▶ [Text excerpt]:
»»

Feminist Writing. Fourth Wave. For Women.

Bad Journalism on ‘Furries’ Has Let Down Children and Animals

Journalists failed to connect "furrydom" to child abuse and animal torture and irresponsibly promoted the community as safe for children.

Bad Journalism on ‘Furries’ Has Let Down Children and Animals
Furry Parade. Source: Torsten Maue 

In 2006, “Colin Raccoon,” a systems programmer for the University of Waikato, was interviewed three times by New Zealand's media about the “furry” subculture: by the Waikato Times; by TV2 on a segment for “Eating Media Lunch,” and by TV3's Nightline.

Piggybacking on curiosity about furries piqued by a CSI episode, these pieces sensationalized Colin's furry lifestyle while failing to mention the only part of it which actually was newsworthy. What should have made the news about Colin was that, from the year 2000 until his death in 2014, Colin, under the alias “Nicol Firefox,” hosted thousands of explicit drawings of children on his website Cub Central—material then and now illegal in New Zealand.

It would have been possible for journalists in 2006 to trace Colin back to Cub Central. A drawing and costume of his furry persona Nicol was prominent in the header image for Nightline's segment. A Google phrase search for “Nicol Firefox” turns up a 2003 Usenet post in alt.fan.furry naming him in connection to the child-porn-hosting website. By 2009, when Stuff.co.nz ran another piece on Colin, his Wikifur page openly acknowledged his alias Nicol.

««

▶ [Material]:
»»

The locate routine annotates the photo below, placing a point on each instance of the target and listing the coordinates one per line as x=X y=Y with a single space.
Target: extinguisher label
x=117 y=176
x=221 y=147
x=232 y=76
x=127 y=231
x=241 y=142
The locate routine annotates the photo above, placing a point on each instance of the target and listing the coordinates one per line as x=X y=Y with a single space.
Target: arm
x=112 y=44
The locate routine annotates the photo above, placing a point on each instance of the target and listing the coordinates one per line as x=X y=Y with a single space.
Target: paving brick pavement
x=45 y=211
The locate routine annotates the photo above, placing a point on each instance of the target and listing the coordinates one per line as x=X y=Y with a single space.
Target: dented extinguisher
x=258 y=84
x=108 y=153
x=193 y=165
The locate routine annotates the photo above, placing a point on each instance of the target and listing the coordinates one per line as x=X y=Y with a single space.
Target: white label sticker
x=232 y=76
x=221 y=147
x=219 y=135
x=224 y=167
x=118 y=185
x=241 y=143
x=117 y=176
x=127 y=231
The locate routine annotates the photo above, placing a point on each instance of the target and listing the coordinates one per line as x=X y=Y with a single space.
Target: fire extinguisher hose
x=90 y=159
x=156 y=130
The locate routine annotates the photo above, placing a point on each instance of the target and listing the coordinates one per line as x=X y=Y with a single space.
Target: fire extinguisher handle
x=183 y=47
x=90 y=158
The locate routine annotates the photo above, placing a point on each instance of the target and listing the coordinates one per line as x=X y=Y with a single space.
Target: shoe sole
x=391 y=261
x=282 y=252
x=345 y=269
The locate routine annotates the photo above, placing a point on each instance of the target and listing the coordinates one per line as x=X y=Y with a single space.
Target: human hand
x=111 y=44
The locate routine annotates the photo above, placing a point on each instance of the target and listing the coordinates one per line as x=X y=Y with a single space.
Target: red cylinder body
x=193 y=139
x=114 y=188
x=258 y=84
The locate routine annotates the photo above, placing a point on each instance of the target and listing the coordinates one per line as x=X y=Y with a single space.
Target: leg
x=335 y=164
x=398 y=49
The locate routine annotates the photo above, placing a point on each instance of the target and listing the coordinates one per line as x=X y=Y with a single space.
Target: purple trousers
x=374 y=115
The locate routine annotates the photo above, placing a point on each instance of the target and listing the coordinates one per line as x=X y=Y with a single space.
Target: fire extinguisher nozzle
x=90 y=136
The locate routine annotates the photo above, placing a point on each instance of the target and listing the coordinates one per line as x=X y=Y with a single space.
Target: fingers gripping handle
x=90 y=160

««

▶ [What you are asked to do]: Reproduce the passage of the article on journalism about furries that starts with "Feminist Writing. Fourth" and ends with "safe for children.", keeping every word unchanged.

▶ [Worked solution]:
Feminist Writing. Fourth Wave. For Women.

Bad Journalism on ‘Furries’ Has Let Down Children and Animals

Journalists failed to connect "furrydom" to child abuse and animal torture and irresponsibly promoted the community as safe for children.